# The task
Count the lines in the records beneath this task that contain the string "utility", then give the count by itself.

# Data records
++++++++++++++++++++

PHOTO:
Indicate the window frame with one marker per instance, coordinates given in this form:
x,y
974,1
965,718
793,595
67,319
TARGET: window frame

++++++++++++++++++++

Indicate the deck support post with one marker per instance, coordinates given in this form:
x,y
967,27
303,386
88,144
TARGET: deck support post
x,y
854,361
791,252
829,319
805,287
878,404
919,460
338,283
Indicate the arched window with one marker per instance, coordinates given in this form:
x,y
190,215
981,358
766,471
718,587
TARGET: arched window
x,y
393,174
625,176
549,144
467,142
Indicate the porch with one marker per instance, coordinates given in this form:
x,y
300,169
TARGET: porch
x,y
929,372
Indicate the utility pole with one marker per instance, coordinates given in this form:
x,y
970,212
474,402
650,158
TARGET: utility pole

++++++++++++++++++++

# Task answer
2